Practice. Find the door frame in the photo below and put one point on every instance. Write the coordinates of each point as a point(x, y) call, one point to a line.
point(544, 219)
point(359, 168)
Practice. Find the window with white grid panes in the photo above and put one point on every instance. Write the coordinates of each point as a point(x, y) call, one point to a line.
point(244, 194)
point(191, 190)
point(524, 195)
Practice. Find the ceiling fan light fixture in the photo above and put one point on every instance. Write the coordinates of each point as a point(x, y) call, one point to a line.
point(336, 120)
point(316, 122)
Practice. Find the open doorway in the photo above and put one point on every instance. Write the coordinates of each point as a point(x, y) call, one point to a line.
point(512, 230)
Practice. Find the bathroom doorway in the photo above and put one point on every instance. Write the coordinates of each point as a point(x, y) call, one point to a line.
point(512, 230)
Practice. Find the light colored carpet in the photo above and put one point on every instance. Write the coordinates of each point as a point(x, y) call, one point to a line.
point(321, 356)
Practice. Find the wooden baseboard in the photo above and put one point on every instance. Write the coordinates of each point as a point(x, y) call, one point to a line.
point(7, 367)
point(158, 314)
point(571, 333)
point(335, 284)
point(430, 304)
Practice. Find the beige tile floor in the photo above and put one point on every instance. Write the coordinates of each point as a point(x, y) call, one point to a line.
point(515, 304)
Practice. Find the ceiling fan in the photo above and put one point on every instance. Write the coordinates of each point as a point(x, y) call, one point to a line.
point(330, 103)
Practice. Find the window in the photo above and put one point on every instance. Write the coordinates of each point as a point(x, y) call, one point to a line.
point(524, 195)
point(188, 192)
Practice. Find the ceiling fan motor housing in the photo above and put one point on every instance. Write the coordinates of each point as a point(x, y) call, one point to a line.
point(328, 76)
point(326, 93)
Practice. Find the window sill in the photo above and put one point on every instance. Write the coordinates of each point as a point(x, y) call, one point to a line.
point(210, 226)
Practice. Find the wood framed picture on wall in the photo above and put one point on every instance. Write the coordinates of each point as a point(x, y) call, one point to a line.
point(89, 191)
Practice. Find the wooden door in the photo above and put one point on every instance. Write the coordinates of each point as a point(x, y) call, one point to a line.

• **The problem**: Rewrite all of the data above, replacing each occurrence of "one point to a line" with "one per line" and leaving everything else unchanged.

• **Complete output**:
Practice. Find the door frame in the photo below and put one point on every instance. Write the coordinates of each point as a point(x, y) call, one per line.
point(544, 219)
point(359, 168)
Practice. Find the window with white grid panes in the photo above and put one point on every instance. Write the coordinates of each point as a point(x, y) call, one per line.
point(244, 194)
point(191, 190)
point(524, 195)
Practice. Find the ceiling fan light fixture in the photo above and put one point on every instance. Write the coordinates of each point as a point(x, y) call, one per line.
point(336, 120)
point(316, 122)
Practice. Find the open doorway in the photo above and put one point on every instance. Write the coordinates of each point as a point(x, y) call, one per line.
point(512, 230)
Practice. Find the bathroom doorway in the photo above and put one point on every instance. Write the coordinates of each point as a point(x, y) call, one per line.
point(512, 230)
Practice. Find the light colored carpet in the photo above and put one point on every instance. Write the coordinates of each point as a point(x, y) call, one per line.
point(321, 356)
Practice. Find the wooden baseboard in the photo above and put one point on every instance. Write the coordinates of each point as a point(x, y) call, one per line.
point(7, 367)
point(158, 314)
point(571, 333)
point(335, 284)
point(430, 304)
Practice. Find the beige tile floor in the photo above and put one point on every instance. Write the coordinates of each point as a point(x, y) call, one per line.
point(515, 304)
Practice. Find the ceiling fan in the photo above and put one point on every instance. Write the coordinates of each point as a point(x, y) call, one per line.
point(330, 103)
Practice. Find the window in the photo above and put one point on every instance. Write the coordinates of each point as a point(x, y) call, one per line.
point(524, 195)
point(188, 192)
Practice. Find the ceiling fan motor housing in the photo above and put one point on every instance. Write the coordinates of each point as a point(x, y) call, one per line.
point(328, 76)
point(326, 93)
Practice. Find the window sill in the photo above and put one point on every instance. Write the coordinates of each point as a point(x, y) call, one per line.
point(210, 226)
Practice. Find the wood framed picture on wall in the photo above and put one point on every instance. Write the coordinates of each point as a point(x, y) call, one per line.
point(89, 191)
Practice. Find the wooden door in the photo above and put one point on every instance. Write the coordinates of each point as a point(x, y) call, one per line.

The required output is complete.